━━━ Passage for review ━━━
Reading these episodes, the resonances with contemporary African realities are difficult to ignore. This is because, the recurring spectacle of political leaders seeking medical care abroad, even as domestic healthcare systems languish, mirrors Ngũgĩ’s fictional exaggeration with unsettling fidelity. What appears as absurdity in Aburĩria is, in many respects, a thinly veiled realism, rendering the novel’s “absurdities” disturbingly familiar.
In this way, Ngũgĩ’s use of caricature and satire does more than entertain; it unsettles. It forces the reader to confront the grotesque continuities of postcolonial power, where loyalty is performed, bodies are politicized, and sovereignty itself becomes a spectacle.
Read alongside Frantz Fanon’s reflections in The Wretched of the Earth, these episodes illuminate the tragic trajectory of postcolonial societies. Fanon’s warning about the “pitfalls of national consciousness” finds vivid expression in Aburĩria: a political elite that inherits the machinery of colonial domination only to redeploy it for self-enrichment and control. As such, sovereignty remains, but liberation recedes.
Gladly, Wizard of the Crow is not only a diagnosis of failure. Rather, it is also a meditation on resistance. Through characters such as Kamĩtĩ and Nyawĩra, Ngũgĩ imagines alternative modes of being that blend the political and the spiritual. Indeed, the interventions of these protagonists suggest that true liberation must occur not only in institutions but in consciousness itself.
Further, I need to point out that Ngũgĩ’s brilliance in this novel lies in its narrative method. Through magical realism and satire, he renders the absurdity of power visible. The enigmatic figure of Kamĩtĩ—who actually is the Wizard of the Crow—alongside Nyawĩra, becomes a site of resistance. Their “healing” practices expose the psychological and structural maladies of the state, suggesting that liberation must be both material and imaginative. In one striking episode, the Ruler’s mysterious illness—his body grotesquely expanding—becomes a metaphor for insatiable power, a condition that no conventional medicine can cure.
Another aspect worth mentioning is that language itself is central to the idea of resistance. This is because, by writing this novel originally in Gĩkũyũ, Ngũgĩ subverts the colonial hierarchy of knowledge production, affirming African languages as legitimate vehicles of complex thought.
Additionally, the allegorical landscape of Aburĩria allows us to read beyond the text into the lived realities of many African nation-states. The persistence of patronage networks, the theatrics of political legitimacy, and the entanglement with global capital all resonate within these geo-political settings. Thus, whether we call them “states” or “countries,” the distinction becomes secondary to the deeper crisis that Ngũgĩ exposes: the betrayal of the postcolonial promise.
Clearly, Wizard of the Crow is a prophetic text in the sense that it compels us to confront the unfinished project of liberation and to imagine alternative futures grounded in justice, accountability, and human dignity. In its fusion of satire, myth, and political critique, Ngũgĩ offers not only a searing indictment of power but also a profound meditation on the possibilities of resistance.
Ultimately, to read Wizard of the Crow is to encounter a mirror—one that reflects, distorts, and clarifies in equal measure. It is a novel that refuses complacency, demanding that we confront the unfinished project of decolonization in all its complexity.
Hence, this review can only gesture toward the novel’s depth. Like the blind men experiencing the elephant, I have merely traced a fragment of its vastness. The rest awaits you, my dear reader. For in entering Aburĩria, one does not simply read a story—one recognizes a world, unsettlingly familiar, and is left to ask: if this is satire, why does it feel so real?
━━━ Listed entries ━━━
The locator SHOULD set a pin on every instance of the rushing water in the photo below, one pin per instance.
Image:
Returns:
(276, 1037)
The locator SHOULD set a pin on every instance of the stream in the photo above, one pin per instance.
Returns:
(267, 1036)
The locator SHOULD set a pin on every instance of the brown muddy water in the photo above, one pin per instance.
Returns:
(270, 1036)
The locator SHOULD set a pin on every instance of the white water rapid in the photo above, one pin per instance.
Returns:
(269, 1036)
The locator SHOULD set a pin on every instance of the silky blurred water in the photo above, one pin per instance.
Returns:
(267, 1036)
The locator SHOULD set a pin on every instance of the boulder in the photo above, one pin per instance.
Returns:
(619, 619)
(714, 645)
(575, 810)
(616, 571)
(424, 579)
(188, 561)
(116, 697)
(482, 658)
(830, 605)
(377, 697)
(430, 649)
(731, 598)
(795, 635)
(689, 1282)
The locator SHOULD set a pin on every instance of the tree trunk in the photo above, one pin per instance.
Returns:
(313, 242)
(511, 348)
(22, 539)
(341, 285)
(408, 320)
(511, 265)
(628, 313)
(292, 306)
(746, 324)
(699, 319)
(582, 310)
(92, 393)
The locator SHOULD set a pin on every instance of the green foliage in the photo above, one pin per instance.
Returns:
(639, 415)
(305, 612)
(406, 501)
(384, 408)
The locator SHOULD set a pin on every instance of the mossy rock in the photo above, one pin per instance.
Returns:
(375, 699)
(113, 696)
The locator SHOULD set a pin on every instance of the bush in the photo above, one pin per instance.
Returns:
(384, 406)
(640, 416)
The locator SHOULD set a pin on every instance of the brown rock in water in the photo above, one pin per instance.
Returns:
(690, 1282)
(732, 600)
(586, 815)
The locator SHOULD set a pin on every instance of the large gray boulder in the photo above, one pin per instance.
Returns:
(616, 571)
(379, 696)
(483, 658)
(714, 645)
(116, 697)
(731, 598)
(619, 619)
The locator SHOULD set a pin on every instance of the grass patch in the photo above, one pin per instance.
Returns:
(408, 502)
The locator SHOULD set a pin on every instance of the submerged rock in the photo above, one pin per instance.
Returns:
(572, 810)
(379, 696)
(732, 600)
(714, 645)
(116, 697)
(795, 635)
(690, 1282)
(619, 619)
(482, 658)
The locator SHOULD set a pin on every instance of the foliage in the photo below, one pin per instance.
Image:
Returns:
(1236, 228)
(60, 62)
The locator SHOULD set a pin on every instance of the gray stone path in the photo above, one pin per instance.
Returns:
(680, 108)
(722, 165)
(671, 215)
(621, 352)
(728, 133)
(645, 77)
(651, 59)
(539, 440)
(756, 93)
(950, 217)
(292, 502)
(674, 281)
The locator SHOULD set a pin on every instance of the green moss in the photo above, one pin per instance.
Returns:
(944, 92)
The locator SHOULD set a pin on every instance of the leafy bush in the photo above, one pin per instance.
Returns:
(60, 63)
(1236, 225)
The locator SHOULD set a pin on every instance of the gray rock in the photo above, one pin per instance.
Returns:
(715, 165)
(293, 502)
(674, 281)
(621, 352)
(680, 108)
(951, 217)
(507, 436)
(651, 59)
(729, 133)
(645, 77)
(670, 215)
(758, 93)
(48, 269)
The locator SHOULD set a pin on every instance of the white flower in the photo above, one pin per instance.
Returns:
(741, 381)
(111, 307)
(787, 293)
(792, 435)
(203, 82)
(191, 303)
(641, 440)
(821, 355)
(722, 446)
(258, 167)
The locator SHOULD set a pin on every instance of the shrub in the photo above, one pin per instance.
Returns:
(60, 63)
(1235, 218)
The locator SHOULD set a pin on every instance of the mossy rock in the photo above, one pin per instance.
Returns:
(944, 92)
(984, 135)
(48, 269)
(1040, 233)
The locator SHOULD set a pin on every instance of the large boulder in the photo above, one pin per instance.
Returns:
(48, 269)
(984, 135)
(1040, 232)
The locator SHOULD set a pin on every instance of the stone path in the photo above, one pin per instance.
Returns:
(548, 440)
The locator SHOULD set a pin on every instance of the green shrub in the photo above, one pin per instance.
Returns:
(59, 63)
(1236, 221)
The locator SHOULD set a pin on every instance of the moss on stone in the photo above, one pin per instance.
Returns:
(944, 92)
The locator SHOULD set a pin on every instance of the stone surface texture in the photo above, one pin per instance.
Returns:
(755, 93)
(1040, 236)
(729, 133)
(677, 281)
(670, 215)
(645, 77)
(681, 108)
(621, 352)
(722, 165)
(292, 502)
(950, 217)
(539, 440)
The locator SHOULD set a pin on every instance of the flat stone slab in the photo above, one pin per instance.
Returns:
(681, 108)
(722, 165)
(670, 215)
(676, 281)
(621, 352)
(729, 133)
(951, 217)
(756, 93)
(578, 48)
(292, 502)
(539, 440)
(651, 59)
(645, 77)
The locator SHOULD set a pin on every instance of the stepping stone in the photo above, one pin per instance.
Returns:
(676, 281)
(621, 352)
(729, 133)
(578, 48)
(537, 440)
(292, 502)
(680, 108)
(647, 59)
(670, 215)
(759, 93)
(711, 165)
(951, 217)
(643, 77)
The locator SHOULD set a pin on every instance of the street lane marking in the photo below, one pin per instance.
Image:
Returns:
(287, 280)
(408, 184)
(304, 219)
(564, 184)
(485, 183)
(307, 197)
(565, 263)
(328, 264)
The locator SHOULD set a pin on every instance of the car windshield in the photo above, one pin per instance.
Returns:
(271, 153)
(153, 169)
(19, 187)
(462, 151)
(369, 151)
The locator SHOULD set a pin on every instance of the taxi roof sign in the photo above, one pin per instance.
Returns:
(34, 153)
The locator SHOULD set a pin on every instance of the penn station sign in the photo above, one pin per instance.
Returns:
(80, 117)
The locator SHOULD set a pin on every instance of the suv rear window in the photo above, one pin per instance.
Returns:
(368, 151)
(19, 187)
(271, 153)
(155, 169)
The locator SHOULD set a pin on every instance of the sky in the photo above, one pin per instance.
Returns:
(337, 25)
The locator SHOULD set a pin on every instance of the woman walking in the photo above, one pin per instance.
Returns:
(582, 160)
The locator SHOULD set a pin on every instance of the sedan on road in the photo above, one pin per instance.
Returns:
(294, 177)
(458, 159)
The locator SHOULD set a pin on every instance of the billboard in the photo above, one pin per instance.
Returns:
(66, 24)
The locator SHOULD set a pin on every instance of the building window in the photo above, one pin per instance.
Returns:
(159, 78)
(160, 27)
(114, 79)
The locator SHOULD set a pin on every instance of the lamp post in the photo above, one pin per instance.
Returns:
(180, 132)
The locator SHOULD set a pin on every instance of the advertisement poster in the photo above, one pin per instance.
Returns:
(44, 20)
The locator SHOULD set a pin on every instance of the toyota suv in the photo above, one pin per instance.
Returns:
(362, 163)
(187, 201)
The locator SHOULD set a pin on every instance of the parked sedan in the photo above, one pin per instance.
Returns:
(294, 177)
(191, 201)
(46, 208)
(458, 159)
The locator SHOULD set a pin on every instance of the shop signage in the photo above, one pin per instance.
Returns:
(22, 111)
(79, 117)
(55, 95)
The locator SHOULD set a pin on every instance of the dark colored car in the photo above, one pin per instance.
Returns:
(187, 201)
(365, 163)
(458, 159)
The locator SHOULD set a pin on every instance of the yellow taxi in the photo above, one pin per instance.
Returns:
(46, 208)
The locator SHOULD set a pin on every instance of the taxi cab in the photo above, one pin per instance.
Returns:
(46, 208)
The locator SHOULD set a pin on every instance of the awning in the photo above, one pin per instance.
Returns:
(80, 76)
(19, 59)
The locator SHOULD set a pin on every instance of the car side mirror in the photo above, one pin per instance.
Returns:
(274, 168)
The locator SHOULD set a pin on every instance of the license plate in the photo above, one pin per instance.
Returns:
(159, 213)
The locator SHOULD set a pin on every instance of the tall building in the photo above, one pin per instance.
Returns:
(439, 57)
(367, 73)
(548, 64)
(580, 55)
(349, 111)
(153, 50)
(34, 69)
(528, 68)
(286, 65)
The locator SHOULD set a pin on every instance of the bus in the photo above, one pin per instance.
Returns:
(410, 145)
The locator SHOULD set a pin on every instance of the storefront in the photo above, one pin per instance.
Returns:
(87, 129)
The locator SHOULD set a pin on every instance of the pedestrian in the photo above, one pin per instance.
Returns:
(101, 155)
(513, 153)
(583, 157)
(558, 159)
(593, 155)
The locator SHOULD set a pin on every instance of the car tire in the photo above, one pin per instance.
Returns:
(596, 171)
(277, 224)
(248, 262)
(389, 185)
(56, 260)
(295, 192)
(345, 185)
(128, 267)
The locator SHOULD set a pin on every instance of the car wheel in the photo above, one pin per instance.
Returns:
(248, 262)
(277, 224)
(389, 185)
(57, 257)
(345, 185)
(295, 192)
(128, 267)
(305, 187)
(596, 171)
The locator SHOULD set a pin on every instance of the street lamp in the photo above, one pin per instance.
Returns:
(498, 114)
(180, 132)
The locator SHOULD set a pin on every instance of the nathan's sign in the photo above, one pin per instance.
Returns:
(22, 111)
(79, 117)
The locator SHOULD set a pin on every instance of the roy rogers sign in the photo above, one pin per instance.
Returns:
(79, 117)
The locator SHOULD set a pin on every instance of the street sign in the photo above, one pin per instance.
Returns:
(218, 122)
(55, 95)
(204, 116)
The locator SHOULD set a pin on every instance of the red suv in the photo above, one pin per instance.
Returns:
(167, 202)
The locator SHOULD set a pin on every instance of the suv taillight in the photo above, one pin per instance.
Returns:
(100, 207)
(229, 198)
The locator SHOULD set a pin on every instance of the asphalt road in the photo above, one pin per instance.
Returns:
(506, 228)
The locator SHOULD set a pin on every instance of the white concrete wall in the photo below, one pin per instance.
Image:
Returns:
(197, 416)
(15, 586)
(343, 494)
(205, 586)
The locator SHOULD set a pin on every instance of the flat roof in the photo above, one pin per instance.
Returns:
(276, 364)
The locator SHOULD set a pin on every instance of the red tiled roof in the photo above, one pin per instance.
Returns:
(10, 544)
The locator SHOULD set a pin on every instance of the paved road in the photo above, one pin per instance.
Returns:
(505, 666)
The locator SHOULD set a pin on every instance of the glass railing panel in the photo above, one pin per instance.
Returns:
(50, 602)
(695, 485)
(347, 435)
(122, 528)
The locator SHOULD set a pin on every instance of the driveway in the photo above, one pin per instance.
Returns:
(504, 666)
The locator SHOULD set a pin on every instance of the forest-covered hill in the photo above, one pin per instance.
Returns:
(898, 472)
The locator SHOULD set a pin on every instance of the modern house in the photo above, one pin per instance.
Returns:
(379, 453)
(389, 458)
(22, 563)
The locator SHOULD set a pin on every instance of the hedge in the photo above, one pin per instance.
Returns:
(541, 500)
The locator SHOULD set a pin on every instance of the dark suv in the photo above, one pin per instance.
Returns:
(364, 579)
━━━
• **Assignment**:
In the review of Wizard of the Crow, which language did Ngũgĩ first write the novel in?

• **Problem solution**:
Gĩkũyũ.